» **Supplied information**:
##############################

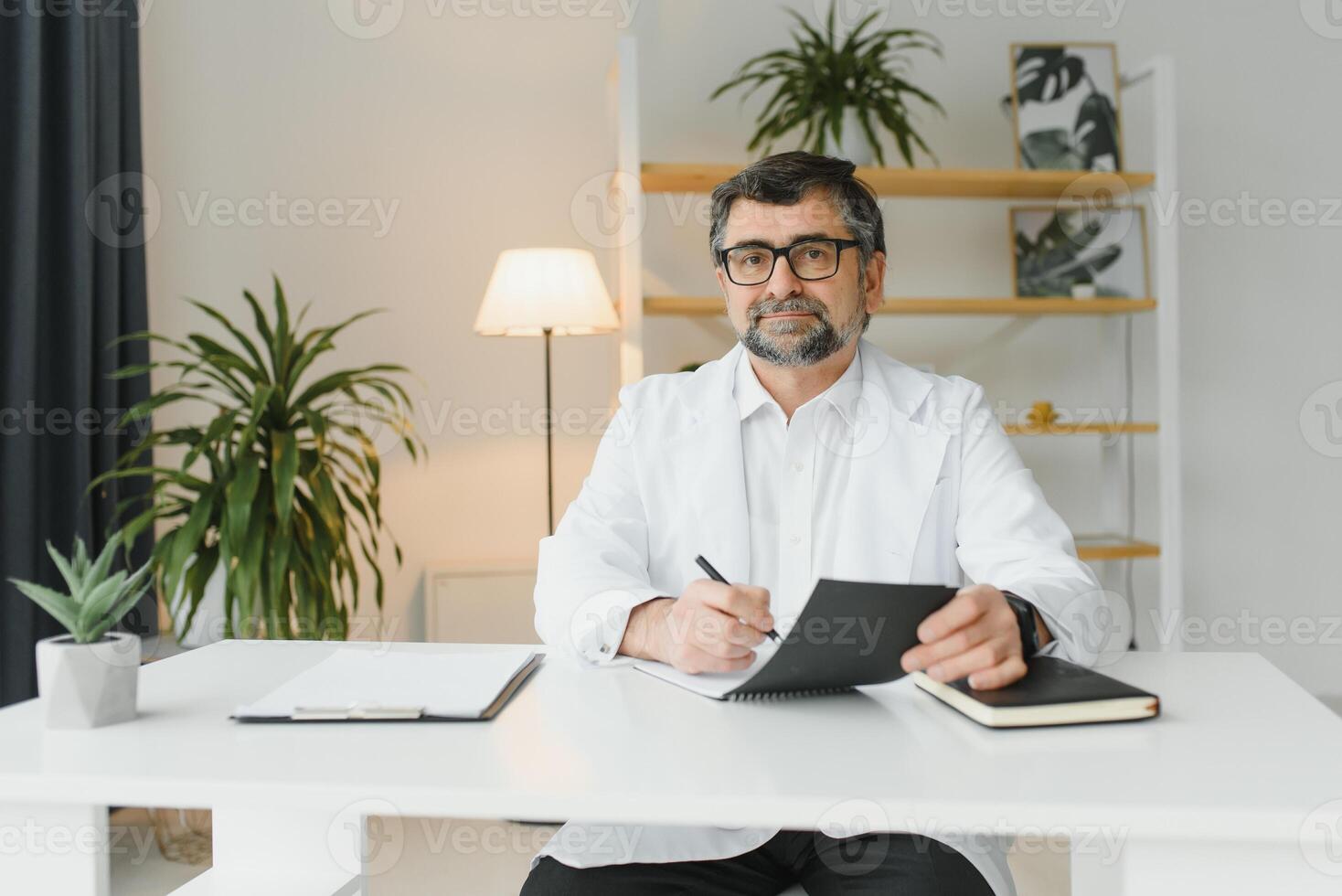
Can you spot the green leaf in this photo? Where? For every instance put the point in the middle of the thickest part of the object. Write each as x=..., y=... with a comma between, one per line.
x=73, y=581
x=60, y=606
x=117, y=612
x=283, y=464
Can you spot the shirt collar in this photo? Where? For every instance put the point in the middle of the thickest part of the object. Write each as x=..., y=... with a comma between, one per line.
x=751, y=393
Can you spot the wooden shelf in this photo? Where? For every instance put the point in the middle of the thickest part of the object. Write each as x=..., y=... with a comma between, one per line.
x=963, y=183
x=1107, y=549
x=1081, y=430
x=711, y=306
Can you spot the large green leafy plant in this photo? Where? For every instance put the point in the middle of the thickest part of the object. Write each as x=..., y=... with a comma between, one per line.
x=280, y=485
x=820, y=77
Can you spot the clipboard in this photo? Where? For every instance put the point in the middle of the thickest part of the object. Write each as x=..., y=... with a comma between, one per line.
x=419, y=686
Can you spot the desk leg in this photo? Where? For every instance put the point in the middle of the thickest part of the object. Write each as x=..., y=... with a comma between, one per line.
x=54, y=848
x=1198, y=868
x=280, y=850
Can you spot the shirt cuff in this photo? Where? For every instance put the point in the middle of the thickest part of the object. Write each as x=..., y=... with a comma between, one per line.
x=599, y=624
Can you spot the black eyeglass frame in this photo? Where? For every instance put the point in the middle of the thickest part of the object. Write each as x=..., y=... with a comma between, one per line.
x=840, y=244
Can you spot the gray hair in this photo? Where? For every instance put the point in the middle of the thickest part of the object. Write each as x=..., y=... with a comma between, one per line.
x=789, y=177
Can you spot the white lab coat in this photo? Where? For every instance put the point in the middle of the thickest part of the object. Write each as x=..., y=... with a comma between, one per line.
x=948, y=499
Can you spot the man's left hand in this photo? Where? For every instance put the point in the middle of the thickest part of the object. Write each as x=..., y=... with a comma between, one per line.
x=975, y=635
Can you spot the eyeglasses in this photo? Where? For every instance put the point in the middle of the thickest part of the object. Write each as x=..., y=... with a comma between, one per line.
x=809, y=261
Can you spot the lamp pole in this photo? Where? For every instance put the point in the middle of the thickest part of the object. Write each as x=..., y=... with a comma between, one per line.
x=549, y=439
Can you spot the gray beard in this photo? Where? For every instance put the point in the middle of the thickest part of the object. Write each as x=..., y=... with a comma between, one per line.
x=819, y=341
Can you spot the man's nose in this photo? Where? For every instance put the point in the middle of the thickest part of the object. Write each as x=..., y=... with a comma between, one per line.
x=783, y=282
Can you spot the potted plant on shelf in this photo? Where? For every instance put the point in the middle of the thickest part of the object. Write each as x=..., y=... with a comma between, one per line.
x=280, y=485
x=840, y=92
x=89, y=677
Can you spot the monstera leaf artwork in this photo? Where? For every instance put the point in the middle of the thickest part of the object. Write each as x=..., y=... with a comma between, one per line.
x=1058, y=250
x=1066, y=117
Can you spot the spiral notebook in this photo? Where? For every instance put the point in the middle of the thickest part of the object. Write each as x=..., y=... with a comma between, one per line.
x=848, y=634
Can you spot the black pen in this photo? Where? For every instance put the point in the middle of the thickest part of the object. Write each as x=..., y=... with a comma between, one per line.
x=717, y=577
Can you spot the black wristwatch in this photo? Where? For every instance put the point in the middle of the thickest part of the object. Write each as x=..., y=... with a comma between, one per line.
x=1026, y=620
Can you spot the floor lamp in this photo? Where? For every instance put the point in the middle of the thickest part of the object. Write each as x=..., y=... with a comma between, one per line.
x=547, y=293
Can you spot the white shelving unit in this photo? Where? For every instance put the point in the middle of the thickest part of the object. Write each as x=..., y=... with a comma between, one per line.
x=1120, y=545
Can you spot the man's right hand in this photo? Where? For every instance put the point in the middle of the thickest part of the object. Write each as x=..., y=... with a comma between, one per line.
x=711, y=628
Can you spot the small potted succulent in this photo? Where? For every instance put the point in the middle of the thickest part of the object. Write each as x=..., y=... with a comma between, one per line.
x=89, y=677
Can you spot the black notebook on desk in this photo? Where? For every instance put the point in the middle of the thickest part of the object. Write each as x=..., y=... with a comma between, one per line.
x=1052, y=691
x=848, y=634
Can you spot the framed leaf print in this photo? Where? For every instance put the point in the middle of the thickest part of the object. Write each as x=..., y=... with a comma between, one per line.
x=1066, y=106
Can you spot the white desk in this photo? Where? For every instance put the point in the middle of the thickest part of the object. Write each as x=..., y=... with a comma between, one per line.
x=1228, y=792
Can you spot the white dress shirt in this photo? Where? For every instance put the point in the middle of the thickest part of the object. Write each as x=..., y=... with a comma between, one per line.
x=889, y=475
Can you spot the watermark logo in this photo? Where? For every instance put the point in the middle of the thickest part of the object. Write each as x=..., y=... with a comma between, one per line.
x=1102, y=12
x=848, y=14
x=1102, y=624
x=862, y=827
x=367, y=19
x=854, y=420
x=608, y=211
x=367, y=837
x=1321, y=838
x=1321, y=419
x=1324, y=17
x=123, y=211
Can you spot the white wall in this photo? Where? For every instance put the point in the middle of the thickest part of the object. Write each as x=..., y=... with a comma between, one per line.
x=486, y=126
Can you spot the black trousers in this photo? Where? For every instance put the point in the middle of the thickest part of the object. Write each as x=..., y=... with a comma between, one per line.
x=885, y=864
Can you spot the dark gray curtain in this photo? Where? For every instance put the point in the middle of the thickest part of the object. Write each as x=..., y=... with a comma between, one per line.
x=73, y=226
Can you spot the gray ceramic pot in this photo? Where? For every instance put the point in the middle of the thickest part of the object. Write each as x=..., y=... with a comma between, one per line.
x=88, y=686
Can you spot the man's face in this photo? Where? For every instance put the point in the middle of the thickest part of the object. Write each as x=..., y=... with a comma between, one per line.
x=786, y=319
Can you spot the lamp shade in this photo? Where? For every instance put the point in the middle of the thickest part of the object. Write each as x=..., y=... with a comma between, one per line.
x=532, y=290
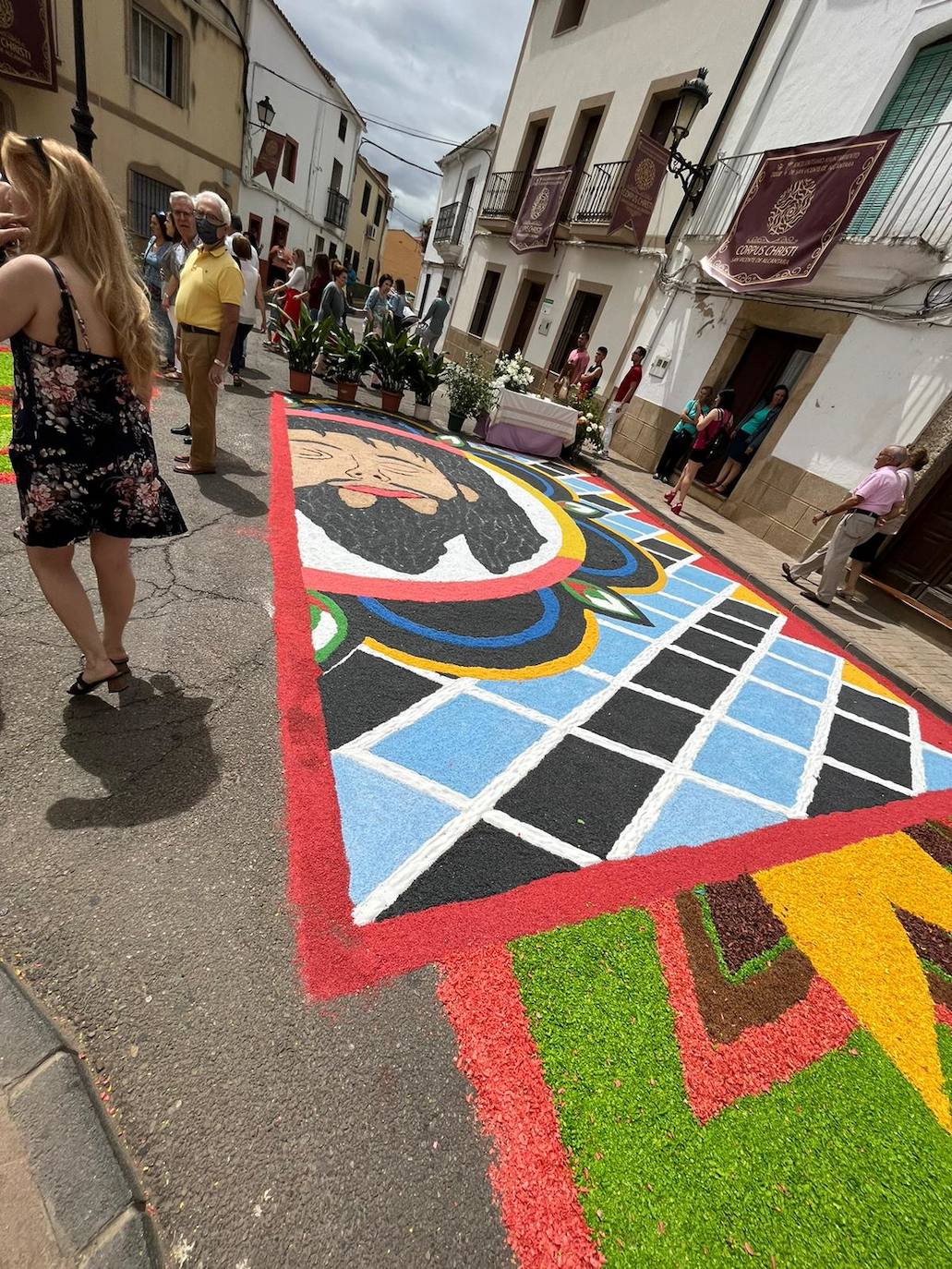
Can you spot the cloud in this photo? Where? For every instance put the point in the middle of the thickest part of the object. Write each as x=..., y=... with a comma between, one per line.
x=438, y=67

##############################

» **Directions for this task**: Copy all of the rows above word for word, leaving out the pictures.

» **Exercise response**:
Can you spot the green leaf in this photo? Where? For every instance put the point in the middle of the thickest part of the object. Write each as x=..., y=... with a comma between, one per line.
x=73, y=581
x=60, y=606
x=117, y=612
x=283, y=464
Can you spot the shirt collar in this photo? Where? For every instance put the point in the middle of the thickest part of the object. Write each as x=..., y=... with a comma between, one per line.
x=751, y=393
Can you spot the wooden shelf in this photo? Where? For every instance put the point in the middle of the thickest part of the object. Write each as x=..., y=... with a comma between, one per line.
x=963, y=183
x=1107, y=549
x=1081, y=430
x=711, y=306
Can you spot the large green leafy plant in this photo? Where? For every instance put the point in the middle of the thickest part of the object. Write each as x=..., y=... with a comma between, one per line.
x=280, y=485
x=820, y=77
Can you spot the clipboard in this photo? Where? For every instance put the point in the middle of the thickest part of the object. Write each as x=..., y=... with a comma between, one per line.
x=419, y=686
Can you spot the desk leg in this photo? Where? For every instance put the point in the middle of the thickest part of the object. Write each as x=..., y=... with a comma between, one per line.
x=54, y=848
x=1198, y=868
x=280, y=850
Can you spot the shirt cuff in this photo? Where? For every instance put the point in the middle of the thickest part of the object. Write each as x=..., y=... with a comma between, one per line.
x=599, y=624
Can you spot the black eyeglass frame in this photo? Where? For every instance put the point in the middle of the thickest part of the object. Write each as x=..., y=... with a comma between, one per line.
x=840, y=244
Can you spot the gray hair in this photo? Where? For every instance put the point in the middle of the thickest part of the object. Write each as x=..., y=... with a comma between, one per line.
x=789, y=177
Can you spot the white lab coat in this photo? Where? For every instance put the point in the middle of the thickest part of the object. Write each as x=..., y=... with a comma between, one per line.
x=948, y=499
Can you spot the man's left hand in this photo? Where? For every instance put the point in the middle of the thickest part of the object. Write each as x=..., y=... with a comma between, one per line.
x=975, y=635
Can you spot the eyeglasses in this photo? Where? For every instance put the point in the middle of the thickest part of the object. Write each as x=..., y=... with a comma between, one per line.
x=809, y=261
Can you spot the lamp pole in this photo? Where? For every instance put the point in the middle of the thickest part of the object. Write each as x=..., y=... with a comma between, one per line.
x=549, y=439
Can you spot the gray beard in this photo? Where? For every instance put the point in the middle of the thickest part of the object. Write each as x=..., y=... with a comma between, one per line.
x=819, y=341
Can you spot the man's nose in this photo? Where? For every instance put the point in the middle of the thickest part of the object. Write each as x=..., y=... with a comma between, one per line.
x=783, y=282
Can you spot the potted plant on shelf in this photo? Where? For every instance put the point in the middle of the thickest part of the object. Write each as x=..., y=... with a comma between, one per line.
x=280, y=485
x=840, y=92
x=89, y=677
Can you spot the monstera leaf artwork in this photo? Where? For every instance put the point in the middle of the thickest part of the object. Write each as x=..., y=... with a comma between, one per line.
x=1058, y=250
x=1066, y=117
Can you spot the spiral notebook in this photo? Where? For every instance put the point in the middle of the thickest part of the object. Write each as x=..., y=... with a comma between, one per line.
x=848, y=634
Can you spot the black pen in this photo? Where? For every instance put the point in the middle of the thickest part of the object. Write each as x=..., y=... with a comma between, one per line.
x=717, y=577
Can you spot the black wristwatch in this photo? Where? For every instance put the point in the middle of the thickest part of the object. Write each as x=..., y=... with a comma between, one per line.
x=1026, y=620
Can you spot the floor lamp in this photo? Where? For every instance put the point in the middle of the thickest part of the object. Write each as x=..., y=... with a comma between, one per line.
x=547, y=293
Can you spot the white shelving unit in this photo? Where? For every instance put the point in the middle of the thickest part of the object. Write each as x=..., y=... with a comma between, one per line.
x=1120, y=545
Can you spot the man's right hand in this photo? Where? For every instance put the point in the middle of the thickest part of the object. Write each as x=..., y=... with a comma between, one per line.
x=711, y=628
Can you spot the small potted succulent in this photo? Where? For every instance put the point in the middle of the thickest part of the object. Write each as x=..., y=... with a comma between, one per line.
x=89, y=677
Can you spot the black notebook on desk in this photo? Where? For every instance put the point in the middle of the thickest part of the object. Write each as x=..., y=... with a comma between, one per line.
x=1052, y=691
x=848, y=634
Can you spot the framed leaf print in this photo? Where? For every instance put the point in the middle of the thickest part of the object. Write each as x=..., y=... with a comma between, one per line.
x=1066, y=106
Can you spot the white desk in this photo? Where? For every instance put the point in the middle of the thickest part of the object. Write each as x=..., y=... with a comma between, one per line.
x=1228, y=792
Can you spot the white dress shirt in this photo? Where? For every instance put the point in the middle of the thickest part of the object. Write each as x=..., y=... with a comma between, one per line.
x=889, y=475
Can you spot the watermark logo in this photo? Where? For every instance put the point in the middle of the thickest part of the object. Write each as x=..., y=... with a comma between, one per line.
x=1102, y=12
x=848, y=14
x=1102, y=624
x=862, y=827
x=367, y=19
x=854, y=420
x=608, y=211
x=367, y=837
x=1321, y=838
x=1321, y=419
x=1324, y=17
x=123, y=211
Can you spot the white wall in this photo? Where? For every instance put the point in the middle of the thickest part of the object. Write each as x=..., y=... with a comma between, one per line.
x=486, y=126
Can you spot the black trousers in this photo? Where? For every instance put the point in the middle of the thickest part of the object. Write each as x=..., y=... with a comma between, one per line.
x=885, y=864
Can you spot the dark gray curtain in this photo? Where? For every instance put the point in the middle of the thickest part of the object. Write each as x=..., y=... with a comma between, one per line.
x=73, y=226
Can you spot the gray ceramic pot in this photo? Where? For every instance put the point in the middle of the thickest part of the object. Write each as x=..., y=... with a comma between, one per line.
x=88, y=686
Can you spot the man's face in this photo? Where? For every instance put the point in the middle of the thickest part of the object. Write each as x=..., y=... with a comma between, one per line.
x=786, y=319
Can you spot the lamp shade in this photo? Where? For every instance put the point in the middle of the thickest part of the object. Write each as x=..., y=... with a comma between, one per line.
x=532, y=290
Can you spot the cloud in this photo? Where? For every instance put the point in the middle of the thickest part of the object. Write each as x=..., y=... with a comma between, one per line.
x=438, y=67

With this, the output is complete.